Page extract:
--------------------------------------------------

Trying to teach myself php and I am struggling with what I think is a scoping issue?
I have a query, while loop, if/else and a function.
I would like to echo the results of the function get_patronapi_data($id) within my while loop.
My code so far is as follows (stripped for legibility);
$stmt = $conn->prepare("SELECT... ..."); //QUERY here ...
if( $stmt->num_rows > 0 )
{
while ($stmt->fetch()) {
if (SomethingIsTrue){
echo get_patronapi_data($id);
}
else {
echo $somethingElse;
}
}//end while
}//end if
define("APISERVER", "http://mydomain:4500");
function get_patronapi_data($id) {
$apiurl = "APISERVER" . "/PATRONAPI/$id/dump";//line 135
$api_contents = get_api_contents($apiurl);
$api_array_lines = explode("\n", $api_contents);
foreach($api_array_lines as $line){
if(strpos($line, "EXP DATE") !== false){
$data = explode("=", $line);
return $data[1];
}//end if
}//end foreach
}//end function
function get_api_contents($apiurl) {
$api_contents = file_get_contents($apiurl);//line 154
$api_contents = trim(strip_tags($api_contents));
return $api_contents;
}//end function
echo get_patronapi_data($id); // this works and echoes $data on screen
Whenever I echo get_patronapi_data($id); outside of the functions I successfully see the data on screen. However when I echo get_patronapi_data($id); within the loop I receive the following errors;
Notice: Use of undefined constant APISERVER - assumed 'APISERVER' in
C:\xampp...search_1.php on line 135
Warning: file_get_contents(APISERVER/PATRONAPI/3047468/dump): failed
to open stream: No such file or directory in C:\xampp...search_1.php
on line 154
I'm sure I am doing something very silly however any help is appreciated.

--------------------------------------------------

Listing:
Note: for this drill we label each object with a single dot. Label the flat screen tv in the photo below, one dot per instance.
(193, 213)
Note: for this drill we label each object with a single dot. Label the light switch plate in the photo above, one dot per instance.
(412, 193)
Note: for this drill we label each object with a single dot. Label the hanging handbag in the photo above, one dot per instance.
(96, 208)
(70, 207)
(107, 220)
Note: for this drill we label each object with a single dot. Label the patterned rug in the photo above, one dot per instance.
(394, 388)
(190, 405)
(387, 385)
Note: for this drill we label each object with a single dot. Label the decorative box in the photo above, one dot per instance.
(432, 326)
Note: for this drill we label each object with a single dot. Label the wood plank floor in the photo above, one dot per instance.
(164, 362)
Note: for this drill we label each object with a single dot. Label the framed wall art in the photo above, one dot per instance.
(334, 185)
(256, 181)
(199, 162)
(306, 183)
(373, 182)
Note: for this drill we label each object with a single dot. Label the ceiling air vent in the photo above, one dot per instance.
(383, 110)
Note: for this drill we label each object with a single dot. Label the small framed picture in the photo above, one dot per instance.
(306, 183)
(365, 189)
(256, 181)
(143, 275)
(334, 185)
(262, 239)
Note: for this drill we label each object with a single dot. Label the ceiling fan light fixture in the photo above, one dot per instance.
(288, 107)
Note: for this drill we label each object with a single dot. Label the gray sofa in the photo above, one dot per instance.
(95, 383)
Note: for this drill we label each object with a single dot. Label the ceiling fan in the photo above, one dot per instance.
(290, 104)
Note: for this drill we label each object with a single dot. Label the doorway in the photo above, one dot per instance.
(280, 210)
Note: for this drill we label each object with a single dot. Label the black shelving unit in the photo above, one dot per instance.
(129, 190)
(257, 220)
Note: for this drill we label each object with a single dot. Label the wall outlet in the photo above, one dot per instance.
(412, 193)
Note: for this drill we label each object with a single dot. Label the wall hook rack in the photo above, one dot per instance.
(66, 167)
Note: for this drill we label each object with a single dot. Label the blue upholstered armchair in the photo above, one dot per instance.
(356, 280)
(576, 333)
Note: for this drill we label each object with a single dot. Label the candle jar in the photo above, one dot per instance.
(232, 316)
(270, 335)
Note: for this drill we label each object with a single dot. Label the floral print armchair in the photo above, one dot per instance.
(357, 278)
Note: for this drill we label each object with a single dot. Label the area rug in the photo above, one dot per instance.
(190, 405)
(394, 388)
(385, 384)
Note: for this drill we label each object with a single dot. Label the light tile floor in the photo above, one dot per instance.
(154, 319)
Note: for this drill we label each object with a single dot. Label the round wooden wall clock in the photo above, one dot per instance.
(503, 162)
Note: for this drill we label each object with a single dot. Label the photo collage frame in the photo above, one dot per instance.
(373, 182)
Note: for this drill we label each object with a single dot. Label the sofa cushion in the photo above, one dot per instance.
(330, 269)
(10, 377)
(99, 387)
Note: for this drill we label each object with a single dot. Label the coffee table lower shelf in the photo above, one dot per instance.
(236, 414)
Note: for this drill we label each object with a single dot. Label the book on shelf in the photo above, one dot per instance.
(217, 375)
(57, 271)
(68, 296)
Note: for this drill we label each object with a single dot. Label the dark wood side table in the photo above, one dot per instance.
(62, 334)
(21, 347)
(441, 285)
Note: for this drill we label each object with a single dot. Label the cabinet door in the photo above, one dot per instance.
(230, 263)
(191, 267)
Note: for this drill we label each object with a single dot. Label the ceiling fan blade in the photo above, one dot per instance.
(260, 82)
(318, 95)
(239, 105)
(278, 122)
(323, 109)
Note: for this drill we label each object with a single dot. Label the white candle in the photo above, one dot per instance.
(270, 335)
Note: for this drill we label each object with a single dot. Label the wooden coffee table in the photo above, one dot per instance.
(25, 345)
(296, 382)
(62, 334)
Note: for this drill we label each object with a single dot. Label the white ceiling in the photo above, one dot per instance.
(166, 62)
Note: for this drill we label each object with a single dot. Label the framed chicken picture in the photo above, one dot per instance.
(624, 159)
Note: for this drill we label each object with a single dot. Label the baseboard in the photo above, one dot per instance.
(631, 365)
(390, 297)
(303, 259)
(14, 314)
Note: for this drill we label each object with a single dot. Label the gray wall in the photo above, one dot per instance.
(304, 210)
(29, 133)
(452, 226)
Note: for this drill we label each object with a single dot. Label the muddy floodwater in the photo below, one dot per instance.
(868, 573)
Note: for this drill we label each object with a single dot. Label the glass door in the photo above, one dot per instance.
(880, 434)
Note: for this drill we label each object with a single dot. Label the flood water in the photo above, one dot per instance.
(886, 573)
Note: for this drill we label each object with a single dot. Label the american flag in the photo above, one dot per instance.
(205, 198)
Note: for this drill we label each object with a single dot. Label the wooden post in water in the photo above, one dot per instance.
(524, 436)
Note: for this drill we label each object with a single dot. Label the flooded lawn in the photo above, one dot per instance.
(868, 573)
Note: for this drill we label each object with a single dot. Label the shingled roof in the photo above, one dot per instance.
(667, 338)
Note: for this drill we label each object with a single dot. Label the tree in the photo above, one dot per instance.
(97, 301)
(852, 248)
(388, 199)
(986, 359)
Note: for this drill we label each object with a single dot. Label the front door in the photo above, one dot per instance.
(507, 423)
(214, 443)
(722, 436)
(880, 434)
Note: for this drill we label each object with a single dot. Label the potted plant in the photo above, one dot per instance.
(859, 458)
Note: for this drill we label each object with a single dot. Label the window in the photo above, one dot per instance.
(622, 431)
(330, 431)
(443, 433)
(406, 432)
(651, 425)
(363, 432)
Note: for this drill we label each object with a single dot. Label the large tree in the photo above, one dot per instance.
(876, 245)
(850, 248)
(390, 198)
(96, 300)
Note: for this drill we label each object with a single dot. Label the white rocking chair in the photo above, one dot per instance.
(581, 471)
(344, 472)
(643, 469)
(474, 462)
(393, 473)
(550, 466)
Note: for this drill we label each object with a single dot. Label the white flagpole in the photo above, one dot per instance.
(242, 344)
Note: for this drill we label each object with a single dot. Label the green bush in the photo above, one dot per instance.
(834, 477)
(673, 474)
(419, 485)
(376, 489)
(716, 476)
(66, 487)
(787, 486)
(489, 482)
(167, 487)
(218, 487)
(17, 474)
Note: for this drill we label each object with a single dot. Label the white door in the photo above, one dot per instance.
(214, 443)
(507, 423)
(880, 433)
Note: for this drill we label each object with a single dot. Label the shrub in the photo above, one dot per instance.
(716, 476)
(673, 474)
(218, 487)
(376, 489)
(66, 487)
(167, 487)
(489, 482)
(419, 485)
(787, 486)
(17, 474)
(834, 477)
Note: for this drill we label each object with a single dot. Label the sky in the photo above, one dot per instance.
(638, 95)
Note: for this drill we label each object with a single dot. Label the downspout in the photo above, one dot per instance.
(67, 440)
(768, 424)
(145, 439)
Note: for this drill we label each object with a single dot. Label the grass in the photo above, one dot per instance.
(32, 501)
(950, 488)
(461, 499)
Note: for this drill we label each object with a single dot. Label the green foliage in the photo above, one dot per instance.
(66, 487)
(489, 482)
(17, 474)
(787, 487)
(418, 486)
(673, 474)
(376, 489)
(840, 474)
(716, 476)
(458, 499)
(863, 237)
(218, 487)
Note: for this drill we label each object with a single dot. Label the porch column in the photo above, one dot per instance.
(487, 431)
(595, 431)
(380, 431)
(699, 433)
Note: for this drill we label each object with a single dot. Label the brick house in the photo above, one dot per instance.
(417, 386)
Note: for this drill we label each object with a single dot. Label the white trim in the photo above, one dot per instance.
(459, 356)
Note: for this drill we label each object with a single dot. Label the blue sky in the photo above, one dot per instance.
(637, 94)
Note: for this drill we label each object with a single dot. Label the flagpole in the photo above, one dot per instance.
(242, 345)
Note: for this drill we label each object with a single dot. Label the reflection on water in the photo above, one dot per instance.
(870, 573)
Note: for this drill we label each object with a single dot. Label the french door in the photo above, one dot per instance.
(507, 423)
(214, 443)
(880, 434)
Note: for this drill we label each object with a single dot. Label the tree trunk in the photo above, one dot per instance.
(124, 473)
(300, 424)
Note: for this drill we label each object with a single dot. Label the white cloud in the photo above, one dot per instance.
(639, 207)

--------------------------------------------------

Stated goal:
Could you reproduce the forum post between "I have a query, while" and "if( $stmt->num_rows > 0 )", inclusive, switching "while loop" to "for loop"?

Task result:
I have a query, for loop, if/else and a function.
I would like to echo the results of the function get_patronapi_data($id) within my for loop.
My code so far is as follows (stripped for legibility);
$stmt = $conn->prepare("SELECT... ..."); //QUERY here ...
if( $stmt->num_rows > 0 )